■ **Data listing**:
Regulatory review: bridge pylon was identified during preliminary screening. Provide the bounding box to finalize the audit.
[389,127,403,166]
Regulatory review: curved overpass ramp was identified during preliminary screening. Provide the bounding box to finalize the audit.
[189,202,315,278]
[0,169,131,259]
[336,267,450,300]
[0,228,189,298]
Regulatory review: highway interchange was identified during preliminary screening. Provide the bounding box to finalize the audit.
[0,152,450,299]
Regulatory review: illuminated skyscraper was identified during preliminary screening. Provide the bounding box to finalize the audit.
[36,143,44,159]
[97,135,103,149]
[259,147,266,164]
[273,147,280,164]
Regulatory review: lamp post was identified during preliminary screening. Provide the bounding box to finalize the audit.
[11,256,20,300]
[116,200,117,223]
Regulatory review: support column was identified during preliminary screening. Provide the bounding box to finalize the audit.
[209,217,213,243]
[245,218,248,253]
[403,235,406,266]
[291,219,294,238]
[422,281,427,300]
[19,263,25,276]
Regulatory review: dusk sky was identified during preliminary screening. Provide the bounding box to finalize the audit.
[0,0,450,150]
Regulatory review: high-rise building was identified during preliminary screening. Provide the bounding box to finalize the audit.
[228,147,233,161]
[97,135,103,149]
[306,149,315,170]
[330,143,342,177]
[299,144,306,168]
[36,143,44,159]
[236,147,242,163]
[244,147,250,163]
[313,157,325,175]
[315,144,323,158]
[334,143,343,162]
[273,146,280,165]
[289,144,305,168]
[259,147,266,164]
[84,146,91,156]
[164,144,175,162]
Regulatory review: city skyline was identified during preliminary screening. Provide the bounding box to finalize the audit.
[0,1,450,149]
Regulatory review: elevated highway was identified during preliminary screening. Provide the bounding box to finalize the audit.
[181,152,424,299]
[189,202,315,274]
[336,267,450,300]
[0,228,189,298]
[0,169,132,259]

■ **WHAT YOU SHOULD DO**:
Reproduce every line from the beginning of the entries through the line that contains "[0,0,450,150]", inclusive, as a numbered list with blank lines omitted.

■ **RESULT BELOW**:
1. Regulatory review: bridge pylon was identified during preliminary screening. Provide the bounding box to finalize the audit.
2. [389,127,403,166]
3. Regulatory review: curved overpass ramp was identified during preliminary screening. Provide the bounding box to finalize the audit.
4. [189,202,315,278]
5. [0,169,131,259]
6. [336,267,450,300]
7. [0,228,189,298]
8. Regulatory review: highway interchange was identified during preliminary screening. Provide the bounding box to finalize the audit.
9. [0,152,450,299]
10. Regulatory review: illuminated skyscraper was identified during preliminary screening. Provide the bounding box to finalize the audit.
11. [36,143,44,159]
12. [97,135,103,149]
13. [259,147,266,164]
14. [273,147,280,164]
15. Regulatory review: lamp post was identified during preliminary screening. Provide the bounding box to finalize the audit.
16. [11,256,20,300]
17. [116,200,117,223]
18. Regulatory review: support column was identified during preliminary screening. Provide the bounding box to finalize the audit.
19. [209,217,213,243]
20. [245,218,248,253]
21. [403,235,406,266]
22. [291,219,294,238]
23. [422,281,427,300]
24. [19,263,25,276]
25. Regulatory review: dusk sky was identified during preliminary screening. Provide the bounding box to finalize the audit.
26. [0,0,450,150]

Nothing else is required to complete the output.